• Work required
Format the portion of the data that opens with the line containing "Can you find the house window?" and closes with the line containing "[[246, 106]]", both lines included, as a numbered list, omitting any blank lines.

Data listing
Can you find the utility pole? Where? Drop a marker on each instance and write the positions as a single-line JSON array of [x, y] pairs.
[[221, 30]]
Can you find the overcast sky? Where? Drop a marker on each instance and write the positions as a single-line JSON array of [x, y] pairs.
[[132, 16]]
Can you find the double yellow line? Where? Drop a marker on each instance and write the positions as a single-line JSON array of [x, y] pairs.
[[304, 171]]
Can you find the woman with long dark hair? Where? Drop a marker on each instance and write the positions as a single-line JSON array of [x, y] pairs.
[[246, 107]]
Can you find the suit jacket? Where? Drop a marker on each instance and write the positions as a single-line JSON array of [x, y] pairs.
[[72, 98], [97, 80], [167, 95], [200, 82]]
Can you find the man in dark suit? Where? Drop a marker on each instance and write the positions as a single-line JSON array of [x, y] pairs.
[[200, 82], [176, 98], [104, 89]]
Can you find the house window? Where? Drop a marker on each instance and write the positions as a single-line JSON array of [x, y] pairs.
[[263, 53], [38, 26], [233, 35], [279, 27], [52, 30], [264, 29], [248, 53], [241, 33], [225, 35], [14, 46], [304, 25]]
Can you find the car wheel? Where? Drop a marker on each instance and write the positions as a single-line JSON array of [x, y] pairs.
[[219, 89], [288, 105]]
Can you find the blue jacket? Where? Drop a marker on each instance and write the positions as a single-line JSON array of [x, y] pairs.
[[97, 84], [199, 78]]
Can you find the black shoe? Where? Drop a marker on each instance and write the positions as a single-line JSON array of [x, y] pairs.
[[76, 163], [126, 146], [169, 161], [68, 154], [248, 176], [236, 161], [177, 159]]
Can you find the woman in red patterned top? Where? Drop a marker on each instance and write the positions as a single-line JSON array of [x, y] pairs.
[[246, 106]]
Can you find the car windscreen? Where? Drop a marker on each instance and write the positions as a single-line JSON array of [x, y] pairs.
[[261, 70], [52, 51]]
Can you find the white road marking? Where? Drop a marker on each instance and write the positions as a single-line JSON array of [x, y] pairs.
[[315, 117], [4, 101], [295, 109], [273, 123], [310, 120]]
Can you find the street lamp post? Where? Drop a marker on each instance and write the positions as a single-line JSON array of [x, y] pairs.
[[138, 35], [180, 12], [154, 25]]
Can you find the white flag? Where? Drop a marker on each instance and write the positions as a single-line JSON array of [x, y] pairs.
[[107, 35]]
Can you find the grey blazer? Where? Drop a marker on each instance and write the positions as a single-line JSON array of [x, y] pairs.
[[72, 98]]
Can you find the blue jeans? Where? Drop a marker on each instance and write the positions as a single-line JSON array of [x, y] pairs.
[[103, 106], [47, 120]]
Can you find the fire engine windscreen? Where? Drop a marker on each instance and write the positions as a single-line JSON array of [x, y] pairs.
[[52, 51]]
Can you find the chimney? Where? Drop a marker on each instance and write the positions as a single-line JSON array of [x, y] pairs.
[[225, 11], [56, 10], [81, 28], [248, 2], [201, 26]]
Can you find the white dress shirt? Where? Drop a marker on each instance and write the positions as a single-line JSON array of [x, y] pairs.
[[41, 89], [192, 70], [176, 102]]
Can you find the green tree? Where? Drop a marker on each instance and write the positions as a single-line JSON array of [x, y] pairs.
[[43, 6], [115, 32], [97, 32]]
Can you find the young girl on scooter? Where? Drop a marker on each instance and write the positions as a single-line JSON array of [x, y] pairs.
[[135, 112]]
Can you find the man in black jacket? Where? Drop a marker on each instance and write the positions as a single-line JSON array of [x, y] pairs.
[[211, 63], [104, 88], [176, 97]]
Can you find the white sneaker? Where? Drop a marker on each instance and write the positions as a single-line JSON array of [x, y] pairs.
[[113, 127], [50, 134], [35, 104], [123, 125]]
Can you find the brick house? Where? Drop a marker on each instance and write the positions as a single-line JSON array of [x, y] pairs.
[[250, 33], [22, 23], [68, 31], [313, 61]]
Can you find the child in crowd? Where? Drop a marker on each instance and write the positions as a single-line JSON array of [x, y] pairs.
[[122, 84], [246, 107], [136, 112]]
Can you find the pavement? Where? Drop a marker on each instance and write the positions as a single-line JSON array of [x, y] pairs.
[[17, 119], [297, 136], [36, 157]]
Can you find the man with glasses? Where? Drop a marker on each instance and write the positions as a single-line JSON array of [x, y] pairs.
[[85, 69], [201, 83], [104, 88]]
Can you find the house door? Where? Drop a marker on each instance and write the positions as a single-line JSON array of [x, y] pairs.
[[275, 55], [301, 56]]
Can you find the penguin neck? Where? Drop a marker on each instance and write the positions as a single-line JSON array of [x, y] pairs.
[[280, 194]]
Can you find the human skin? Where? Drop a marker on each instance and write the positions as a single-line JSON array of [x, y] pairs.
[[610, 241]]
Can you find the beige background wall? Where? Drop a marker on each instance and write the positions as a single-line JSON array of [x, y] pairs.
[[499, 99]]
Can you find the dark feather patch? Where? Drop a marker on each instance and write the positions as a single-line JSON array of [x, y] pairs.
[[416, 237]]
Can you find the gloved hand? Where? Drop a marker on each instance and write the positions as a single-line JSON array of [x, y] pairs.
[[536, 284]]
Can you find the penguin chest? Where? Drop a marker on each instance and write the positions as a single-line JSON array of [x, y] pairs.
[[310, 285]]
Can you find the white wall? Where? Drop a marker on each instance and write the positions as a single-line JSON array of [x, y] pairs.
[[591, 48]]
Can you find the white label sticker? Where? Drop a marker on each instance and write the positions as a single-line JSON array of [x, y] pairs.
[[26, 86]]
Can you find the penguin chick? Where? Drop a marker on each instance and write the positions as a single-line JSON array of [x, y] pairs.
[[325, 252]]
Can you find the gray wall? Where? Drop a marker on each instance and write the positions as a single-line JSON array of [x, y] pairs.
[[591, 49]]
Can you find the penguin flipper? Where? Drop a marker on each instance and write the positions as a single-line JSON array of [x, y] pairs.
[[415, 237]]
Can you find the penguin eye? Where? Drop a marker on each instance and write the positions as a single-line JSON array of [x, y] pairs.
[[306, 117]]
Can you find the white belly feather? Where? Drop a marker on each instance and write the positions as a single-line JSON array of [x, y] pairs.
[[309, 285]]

• Task result
1. Can you find the house window? Where? Drop a marker on each instance and write the positions as a single-line JSON array of [x, y] pairs.
2. [[263, 53], [38, 26], [233, 35], [279, 27], [52, 30], [264, 29], [248, 53], [241, 33], [225, 35], [14, 46], [304, 25]]
3. Can you find the car wheel? Where? Drop a marker on each instance and write the positions as a single-line JSON array of [x, y] pairs.
4. [[219, 89], [288, 105]]
5. Can you find the blue jacket? Where? Drop a marker on each instance and write the positions as a single-line JSON array of [x, y] pairs.
6. [[97, 84], [199, 78]]
7. Can you find the black shoe? Where? Drop a marker on each instance and write the positions as a single-line JSON array of [x, y] pairs.
8. [[76, 163], [126, 146], [169, 161], [68, 154], [248, 176], [236, 161], [177, 159]]
9. Can you find the woman in red patterned top? Where? Drop a marker on each instance and write the positions as a single-line JSON array of [x, y] pairs.
10. [[246, 106]]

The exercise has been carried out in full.